Mille e una Rossa

Sul circuito del Mugello la Ferrari festeggia il suo millesimo Gran Premio. L’ennesimo traguardo di una Scuderia che, in Formula 1, è divenuta leggenda.

Mille, il numero della leggenda Ferrari celebrato in terra italiana tra le curve e i cordoli del Mugello. Quante coppe alzate al cielo, quante vicende, vittorie, sconfitte, discussioni, incomprensioni, lacrime, gioie. Quanti traguardi, sorrisi, abbracci, fallimenti, festeggiamenti e addii da quel 21 maggio del 1950 quando, a Monte-Carlo, la Scuderia di Maranello diede ufficialmente inizio alla sua gloriosa storia in Formula 1. Una storia colorata di trentuno titoli mondiali e tanti campioni. Sfogliando tra le innumerevoli imprese dei cavalieri del Cavallino, comprese quelle che non hanno visto un epilogo trionfale, ho scelto di ripercorrere un poker di ricordi vittoriosi e alquanto indimenticabili.

Cominciamo il nostro viaggio temporale il 14 luglio del 1951. Vi ricordate di colui che fu definito come “il Toro della Pampas”? L’argentino José Froilàn Gonzales, “El Cabezòn” per i suoi connazionali, è un pilota piccolo di statura, scuro e un po’ grassottello, scelto da Enzo Ferrari con lo scopo di ottenere la prima vittoria in Formula 1. Il 1950 consegna il sigillo iridato a Nino Farina e la sua Alfa Romeo. E nel campionato seguente, l’Alfa sembra ancora imbattibile. Una realtà inaccettabile per il Commendatore, che attribuisce la mancata vittoria rossa alla scarsa grinta in pista dei suoi piloti. Così ingaggia Gonzales, uno che di energia ne ha da vendere, che stringe il volante con le braccia larghe il corpo proteso in avanti. Un concentrato di furore agonistico che, come nessun altro, rincorre e sorpassa prepotentemente chiunque gli sia a tiro. A Silverstone, sul terreno desolato di un campo di aviazione, tutto è pronto per ospitare il Gran Premio di Gran Bretagna. Ascari e Villoresi hanno a disposizione le 375 M, a differenza di Gonzales, al quale Ferrari ha assegnato una 375/2 S degli inizi del 1950. L’argentino inaugura il suo esordio nell’arena inglese segnando il miglior tempo in prova, oltre mezzo secondo di vantaggio sull’Alfa 159 guidata dal connazionale Juan Manuel Fangio.

● ● ● ●

* [Obiettivo] Puoi ricopiare alla lettera il passo dell'articolo sul millesimo Gran Premio della Ferrari compreso tra "Sul circuito del" e "e alquanto indimenticabili.", estremi inclusi?

[Record di puntamento a oggetti nominati]
● ● ● ●

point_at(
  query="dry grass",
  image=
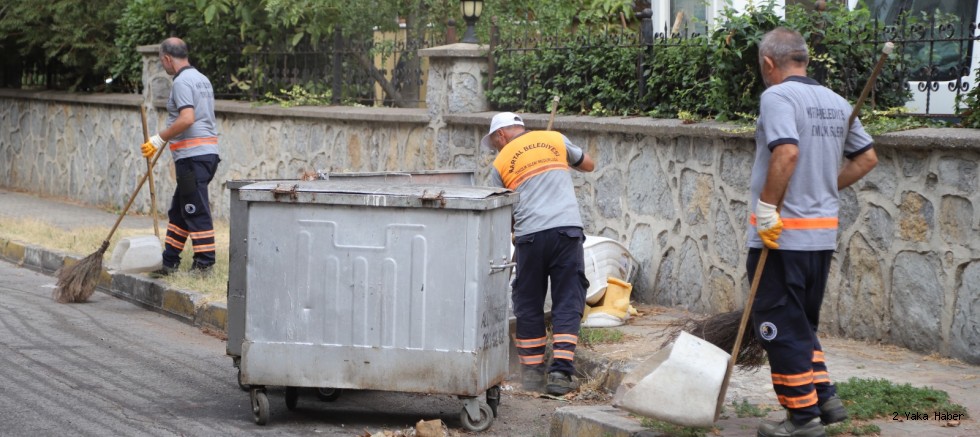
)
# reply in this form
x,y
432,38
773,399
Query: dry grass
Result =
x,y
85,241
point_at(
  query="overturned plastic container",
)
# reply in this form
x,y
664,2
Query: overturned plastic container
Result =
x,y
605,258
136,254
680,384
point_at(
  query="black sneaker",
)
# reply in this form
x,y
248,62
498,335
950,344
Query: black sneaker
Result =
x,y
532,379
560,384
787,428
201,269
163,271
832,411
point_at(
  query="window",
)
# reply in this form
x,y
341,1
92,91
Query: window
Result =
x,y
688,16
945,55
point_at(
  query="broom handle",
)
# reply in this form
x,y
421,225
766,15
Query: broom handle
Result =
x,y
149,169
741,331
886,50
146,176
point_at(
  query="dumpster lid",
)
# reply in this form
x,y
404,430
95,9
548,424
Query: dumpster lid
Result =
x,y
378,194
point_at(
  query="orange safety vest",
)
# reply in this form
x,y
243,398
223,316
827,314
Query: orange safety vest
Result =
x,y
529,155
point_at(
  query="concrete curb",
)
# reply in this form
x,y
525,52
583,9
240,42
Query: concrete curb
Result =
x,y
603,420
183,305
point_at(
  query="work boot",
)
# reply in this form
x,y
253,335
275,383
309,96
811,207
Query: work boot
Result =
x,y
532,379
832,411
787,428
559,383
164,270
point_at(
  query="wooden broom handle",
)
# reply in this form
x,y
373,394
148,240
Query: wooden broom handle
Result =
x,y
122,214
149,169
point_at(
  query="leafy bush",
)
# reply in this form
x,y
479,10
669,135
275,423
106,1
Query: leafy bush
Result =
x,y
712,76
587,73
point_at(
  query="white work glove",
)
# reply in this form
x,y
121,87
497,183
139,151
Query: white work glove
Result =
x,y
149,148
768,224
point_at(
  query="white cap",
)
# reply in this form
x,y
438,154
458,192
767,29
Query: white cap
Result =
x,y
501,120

● ● ● ●

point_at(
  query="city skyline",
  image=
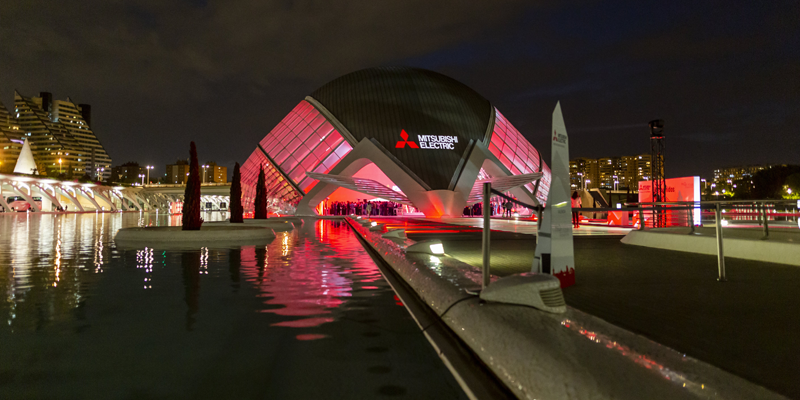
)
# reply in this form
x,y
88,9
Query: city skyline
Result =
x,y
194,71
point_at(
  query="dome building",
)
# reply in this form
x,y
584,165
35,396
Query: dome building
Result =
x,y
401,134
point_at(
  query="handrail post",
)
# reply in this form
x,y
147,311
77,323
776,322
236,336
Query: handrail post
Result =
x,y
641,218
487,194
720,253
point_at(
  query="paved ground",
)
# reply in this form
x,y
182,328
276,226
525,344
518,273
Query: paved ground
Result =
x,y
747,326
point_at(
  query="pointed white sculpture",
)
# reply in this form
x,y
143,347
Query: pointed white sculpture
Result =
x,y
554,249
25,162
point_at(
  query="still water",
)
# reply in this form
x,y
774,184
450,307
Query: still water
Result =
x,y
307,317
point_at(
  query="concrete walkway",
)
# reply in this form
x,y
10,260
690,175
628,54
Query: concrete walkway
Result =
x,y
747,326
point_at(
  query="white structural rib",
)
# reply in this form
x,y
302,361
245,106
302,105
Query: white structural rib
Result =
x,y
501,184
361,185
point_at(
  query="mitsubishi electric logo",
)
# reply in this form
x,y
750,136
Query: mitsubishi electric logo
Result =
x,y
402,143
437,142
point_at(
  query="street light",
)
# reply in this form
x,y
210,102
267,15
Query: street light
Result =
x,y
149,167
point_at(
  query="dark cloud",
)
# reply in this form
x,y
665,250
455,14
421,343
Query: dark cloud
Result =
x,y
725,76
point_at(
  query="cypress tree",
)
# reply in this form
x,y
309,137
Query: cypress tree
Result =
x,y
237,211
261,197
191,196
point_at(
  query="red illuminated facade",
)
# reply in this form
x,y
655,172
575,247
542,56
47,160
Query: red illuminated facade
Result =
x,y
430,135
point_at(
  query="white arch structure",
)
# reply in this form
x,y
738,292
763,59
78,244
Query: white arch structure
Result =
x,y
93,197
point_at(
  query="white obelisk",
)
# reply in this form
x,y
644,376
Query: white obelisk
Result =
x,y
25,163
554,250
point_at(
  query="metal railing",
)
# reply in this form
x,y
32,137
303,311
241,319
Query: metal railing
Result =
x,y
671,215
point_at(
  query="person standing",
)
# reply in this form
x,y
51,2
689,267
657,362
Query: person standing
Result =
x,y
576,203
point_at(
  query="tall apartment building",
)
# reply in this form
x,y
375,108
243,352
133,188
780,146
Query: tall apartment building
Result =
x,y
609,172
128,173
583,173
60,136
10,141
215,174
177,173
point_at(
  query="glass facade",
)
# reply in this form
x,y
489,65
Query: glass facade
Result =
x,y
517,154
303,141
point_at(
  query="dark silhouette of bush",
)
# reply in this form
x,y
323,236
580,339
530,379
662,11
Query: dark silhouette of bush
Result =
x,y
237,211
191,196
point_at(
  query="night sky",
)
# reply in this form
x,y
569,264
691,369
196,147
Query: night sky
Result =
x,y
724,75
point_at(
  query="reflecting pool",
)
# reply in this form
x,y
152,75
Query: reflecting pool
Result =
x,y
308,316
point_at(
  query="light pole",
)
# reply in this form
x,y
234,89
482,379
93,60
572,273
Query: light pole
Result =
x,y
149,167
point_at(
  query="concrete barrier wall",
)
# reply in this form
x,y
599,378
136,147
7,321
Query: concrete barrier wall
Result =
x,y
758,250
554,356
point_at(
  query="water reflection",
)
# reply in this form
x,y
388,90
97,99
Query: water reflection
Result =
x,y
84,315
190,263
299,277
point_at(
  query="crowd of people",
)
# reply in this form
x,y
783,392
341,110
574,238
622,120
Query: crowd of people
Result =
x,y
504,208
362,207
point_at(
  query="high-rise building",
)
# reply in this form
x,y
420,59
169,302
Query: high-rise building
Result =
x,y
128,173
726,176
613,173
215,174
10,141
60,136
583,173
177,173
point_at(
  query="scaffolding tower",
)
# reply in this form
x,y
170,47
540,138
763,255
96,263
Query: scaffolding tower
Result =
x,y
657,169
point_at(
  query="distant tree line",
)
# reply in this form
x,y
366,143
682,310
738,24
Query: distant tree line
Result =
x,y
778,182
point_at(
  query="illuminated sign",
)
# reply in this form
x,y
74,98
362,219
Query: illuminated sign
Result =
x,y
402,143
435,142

● ● ● ●

* [Risposta]
Sul circuito del Mugello la Ferrari festeggia il suo millesimo Gran Premio. L’ennesimo traguardo di una Scuderia che, in Formula 1, è divenuta leggenda.

Mille, il numero della leggenda Ferrari celebrato in terra italiana tra le curve e i cordoli del Mugello. Quante coppe alzate al cielo, quante vicende, vittorie, sconfitte, discussioni, incomprensioni, lacrime, gioie. Quanti traguardi, sorrisi, abbracci, fallimenti, festeggiamenti e addii da quel 21 maggio del 1950 quando, a Monte-Carlo, la Scuderia di Maranello diede ufficialmente inizio alla sua gloriosa storia in Formula 1. Una storia colorata di trentuno titoli mondiali e tanti campioni. Sfogliando tra le innumerevoli imprese dei cavalieri del Cavallino, comprese quelle che non hanno visto un epilogo trionfale, ho scelto di ripercorrere un poker di ricordi vittoriosi e alquanto indimenticabili.